▶ **What is asked**: Repeat the items word for word, beginning at the very first line and stopping after the line that contains "pixel 123 40", including that line.

▶ **Dataset content**:

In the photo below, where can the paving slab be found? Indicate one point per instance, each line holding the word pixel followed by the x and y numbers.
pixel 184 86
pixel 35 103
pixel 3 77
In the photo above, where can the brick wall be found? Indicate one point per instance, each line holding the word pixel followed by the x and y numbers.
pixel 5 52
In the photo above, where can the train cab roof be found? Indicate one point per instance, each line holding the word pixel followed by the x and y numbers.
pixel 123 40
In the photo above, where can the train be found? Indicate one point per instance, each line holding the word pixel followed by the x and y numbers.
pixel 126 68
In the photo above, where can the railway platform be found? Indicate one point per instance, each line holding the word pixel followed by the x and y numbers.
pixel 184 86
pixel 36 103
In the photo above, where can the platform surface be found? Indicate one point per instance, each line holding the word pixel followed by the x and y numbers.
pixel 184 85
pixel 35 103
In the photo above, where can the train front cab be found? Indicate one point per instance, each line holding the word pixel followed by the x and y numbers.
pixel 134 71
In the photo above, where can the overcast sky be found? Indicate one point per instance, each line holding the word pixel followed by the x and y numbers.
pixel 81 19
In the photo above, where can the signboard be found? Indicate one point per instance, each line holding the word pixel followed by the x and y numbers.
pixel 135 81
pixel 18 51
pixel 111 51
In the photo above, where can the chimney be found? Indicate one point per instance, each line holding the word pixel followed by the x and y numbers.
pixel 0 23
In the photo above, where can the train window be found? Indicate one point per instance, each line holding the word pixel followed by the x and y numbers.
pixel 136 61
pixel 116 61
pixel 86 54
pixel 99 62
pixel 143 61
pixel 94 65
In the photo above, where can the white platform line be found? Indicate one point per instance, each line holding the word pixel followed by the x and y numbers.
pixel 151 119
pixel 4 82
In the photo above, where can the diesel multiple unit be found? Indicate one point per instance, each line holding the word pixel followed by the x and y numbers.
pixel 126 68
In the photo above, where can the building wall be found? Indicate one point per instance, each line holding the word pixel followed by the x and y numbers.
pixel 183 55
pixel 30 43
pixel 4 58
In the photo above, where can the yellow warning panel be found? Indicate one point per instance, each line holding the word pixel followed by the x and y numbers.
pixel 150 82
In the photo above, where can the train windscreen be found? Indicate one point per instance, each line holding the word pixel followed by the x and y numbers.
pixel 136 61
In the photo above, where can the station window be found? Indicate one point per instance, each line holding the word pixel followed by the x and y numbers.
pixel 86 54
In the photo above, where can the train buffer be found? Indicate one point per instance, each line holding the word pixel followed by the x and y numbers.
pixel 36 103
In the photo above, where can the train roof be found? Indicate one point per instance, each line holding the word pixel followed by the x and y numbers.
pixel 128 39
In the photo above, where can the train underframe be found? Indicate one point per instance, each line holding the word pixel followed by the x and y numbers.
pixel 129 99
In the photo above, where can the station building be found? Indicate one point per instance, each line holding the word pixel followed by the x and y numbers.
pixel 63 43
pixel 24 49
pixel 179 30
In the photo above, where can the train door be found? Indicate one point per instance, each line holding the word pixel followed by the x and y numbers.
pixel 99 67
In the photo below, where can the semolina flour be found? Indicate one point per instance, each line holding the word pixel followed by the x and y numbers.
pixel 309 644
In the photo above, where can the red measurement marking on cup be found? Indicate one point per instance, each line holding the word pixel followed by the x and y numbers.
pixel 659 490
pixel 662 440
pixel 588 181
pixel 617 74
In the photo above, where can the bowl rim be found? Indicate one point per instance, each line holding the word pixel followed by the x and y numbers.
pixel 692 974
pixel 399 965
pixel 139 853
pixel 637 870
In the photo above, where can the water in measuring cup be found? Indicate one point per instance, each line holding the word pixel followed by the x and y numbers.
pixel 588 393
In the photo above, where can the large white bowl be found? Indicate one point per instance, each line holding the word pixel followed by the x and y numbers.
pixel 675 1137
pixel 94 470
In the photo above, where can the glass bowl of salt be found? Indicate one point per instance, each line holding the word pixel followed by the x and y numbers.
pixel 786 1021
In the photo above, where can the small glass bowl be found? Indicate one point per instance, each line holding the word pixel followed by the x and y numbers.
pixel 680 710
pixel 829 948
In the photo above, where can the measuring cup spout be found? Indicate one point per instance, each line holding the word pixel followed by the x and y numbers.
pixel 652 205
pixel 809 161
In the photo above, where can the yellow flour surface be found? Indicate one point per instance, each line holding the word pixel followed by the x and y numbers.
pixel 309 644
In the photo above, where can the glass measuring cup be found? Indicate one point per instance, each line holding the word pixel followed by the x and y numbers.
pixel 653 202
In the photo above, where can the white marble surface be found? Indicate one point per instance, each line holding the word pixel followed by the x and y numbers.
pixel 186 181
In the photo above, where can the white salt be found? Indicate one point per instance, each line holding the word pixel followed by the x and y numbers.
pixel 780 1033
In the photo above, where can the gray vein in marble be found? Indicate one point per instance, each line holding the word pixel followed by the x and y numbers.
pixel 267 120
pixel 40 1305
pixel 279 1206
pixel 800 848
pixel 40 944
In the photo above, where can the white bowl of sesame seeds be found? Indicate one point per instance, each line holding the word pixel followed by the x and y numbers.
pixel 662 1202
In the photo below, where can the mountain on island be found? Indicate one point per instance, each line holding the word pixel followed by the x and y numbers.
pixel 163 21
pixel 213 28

▶ **Answer to this exercise**:
In the photo below, where can the paving slab be found? Indicate one point per instance, each line holding the word pixel followed by the x and y numbers.
pixel 184 86
pixel 35 103
pixel 3 77
In the photo above, where can the brick wall be found? Indicate one point per instance, each line holding the word pixel followed by the x and y numbers.
pixel 5 52
In the photo above, where can the train cab roof be found? Indicate one point per instance, each line holding the word pixel followed by the x and y numbers.
pixel 123 40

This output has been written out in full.